▸ Testo fornito
‘She Came to Me’ della talentuosa Rebecca Miller, stranamente fuori Concorso, e l’umana installazione intitolata ‘Jaii keh khoda nist’ (Dove Dio non c’è)
Come previsto, la Berlinale numero 73 apre con la cinematografica fantasia di ‘She Came to Me’ della talentuosa Rebecca Miller, stranamente messa fuori Concorso, e con – al Forum – ‘Jaii keh khoda nist’ (Dove Dio non c’è), coproduzione Svizzera/Francia diretta da Mehran Tamadon. Intanto il mercato cinematografico, uno dei maggiori nel mondo, non certo ai livelli di Cannes, dopo due anni di pandemia e con la produzione in fortissima crescita cerca una bilanciatura tra chi offre film e chi li compra, entrambi invasi dalle proposte, basti guardare l’intenso calendario di proiezioni in corso al mercato. Qualcuno ha azzardato una proposta, quella di puntare a una produzione di maggior originalità e di non lasciarsi trascinare da un trend di piattezza narrativa e di linguaggio. Chi l’ha detto resterà basito di fronte all’annuncio che è in produzione un nuovo film su ‘Lassie’: si è arrivati a toccare il fondo imbarazzante delle idee, senza nulla togliere a Elizabeth Taylor e al suo collie, già copiati malamente qui in Germania nel 2020.

▸ Compito da svolgere
Stampa di nuovo per intero l'articolo sull'apertura della Berlinale, parola per parola e senza alcuna modifica. I dati non servono a questo scopo.

▸ Descrizioni di regioni in linguaggio naturale
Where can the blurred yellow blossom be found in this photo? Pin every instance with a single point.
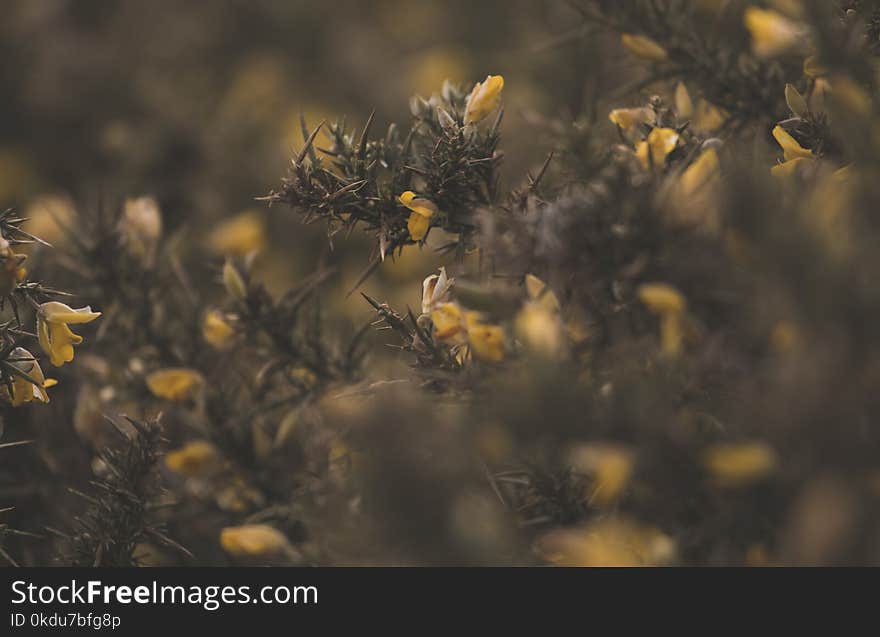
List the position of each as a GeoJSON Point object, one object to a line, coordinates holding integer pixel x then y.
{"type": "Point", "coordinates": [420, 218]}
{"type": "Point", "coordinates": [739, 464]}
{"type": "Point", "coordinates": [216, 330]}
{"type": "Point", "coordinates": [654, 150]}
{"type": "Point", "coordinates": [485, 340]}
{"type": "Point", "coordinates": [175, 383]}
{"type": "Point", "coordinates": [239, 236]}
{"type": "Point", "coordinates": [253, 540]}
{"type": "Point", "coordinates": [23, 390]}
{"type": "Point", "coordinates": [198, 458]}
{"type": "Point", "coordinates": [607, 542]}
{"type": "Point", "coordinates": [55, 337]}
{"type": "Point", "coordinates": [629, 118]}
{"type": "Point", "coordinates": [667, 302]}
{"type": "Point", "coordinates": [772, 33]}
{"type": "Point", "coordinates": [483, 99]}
--
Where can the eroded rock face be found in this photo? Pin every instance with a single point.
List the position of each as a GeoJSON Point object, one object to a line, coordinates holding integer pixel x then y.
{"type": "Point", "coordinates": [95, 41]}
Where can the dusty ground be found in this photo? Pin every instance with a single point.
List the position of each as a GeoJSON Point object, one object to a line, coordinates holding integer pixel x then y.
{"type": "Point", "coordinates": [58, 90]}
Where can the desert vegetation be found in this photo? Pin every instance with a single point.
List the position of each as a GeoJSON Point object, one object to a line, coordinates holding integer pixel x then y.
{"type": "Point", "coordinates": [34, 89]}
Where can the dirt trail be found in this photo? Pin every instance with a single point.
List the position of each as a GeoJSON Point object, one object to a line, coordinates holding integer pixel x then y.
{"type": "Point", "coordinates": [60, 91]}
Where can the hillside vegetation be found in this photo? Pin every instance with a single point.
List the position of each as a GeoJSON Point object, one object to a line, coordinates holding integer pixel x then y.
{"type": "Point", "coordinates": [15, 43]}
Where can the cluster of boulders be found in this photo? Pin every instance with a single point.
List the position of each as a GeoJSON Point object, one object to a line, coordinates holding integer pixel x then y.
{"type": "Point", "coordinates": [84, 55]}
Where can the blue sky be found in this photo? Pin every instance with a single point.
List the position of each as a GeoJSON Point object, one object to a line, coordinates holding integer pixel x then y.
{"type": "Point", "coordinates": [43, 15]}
==
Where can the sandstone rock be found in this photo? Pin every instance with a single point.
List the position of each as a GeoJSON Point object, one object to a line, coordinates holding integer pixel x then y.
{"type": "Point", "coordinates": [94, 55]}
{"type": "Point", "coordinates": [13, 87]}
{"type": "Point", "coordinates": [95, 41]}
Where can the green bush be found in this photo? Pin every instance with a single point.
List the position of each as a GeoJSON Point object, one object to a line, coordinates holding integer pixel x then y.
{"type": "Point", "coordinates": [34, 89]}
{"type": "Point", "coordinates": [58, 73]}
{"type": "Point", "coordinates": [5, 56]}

▸ Spazio risposta
‘She Came to Me’ della talentuosa Rebecca Miller, stranamente fuori Concorso, e l’umana installazione intitolata ‘Jaii keh khoda nist’ (Dove Dio non c’è)
Come previsto, la Berlinale numero 73 apre con la cinematografica fantasia di ‘She Came to Me’ della talentuosa Rebecca Miller, stranamente messa fuori Concorso, e con – al Forum – ‘Jaii keh khoda nist’ (Dove Dio non c’è), coproduzione Svizzera/Francia diretta da Mehran Tamadon. Intanto il mercato cinematografico, uno dei maggiori nel mondo, non certo ai livelli di Cannes, dopo due anni di pandemia e con la produzione in fortissima crescita cerca una bilanciatura tra chi offre film e chi li compra, entrambi invasi dalle proposte, basti guardare l’intenso calendario di proiezioni in corso al mercato. Qualcuno ha azzardato una proposta, quella di puntare a una produzione di maggior originalità e di non lasciarsi trascinare da un trend di piattezza narrativa e di linguaggio. Chi l’ha detto resterà basito di fronte all’annuncio che è in produzione un nuovo film su ‘Lassie’: si è arrivati a toccare il fondo imbarazzante delle idee, senza nulla togliere a Elizabeth Taylor e al suo collie, già copiati malamente qui in Germania nel 2020.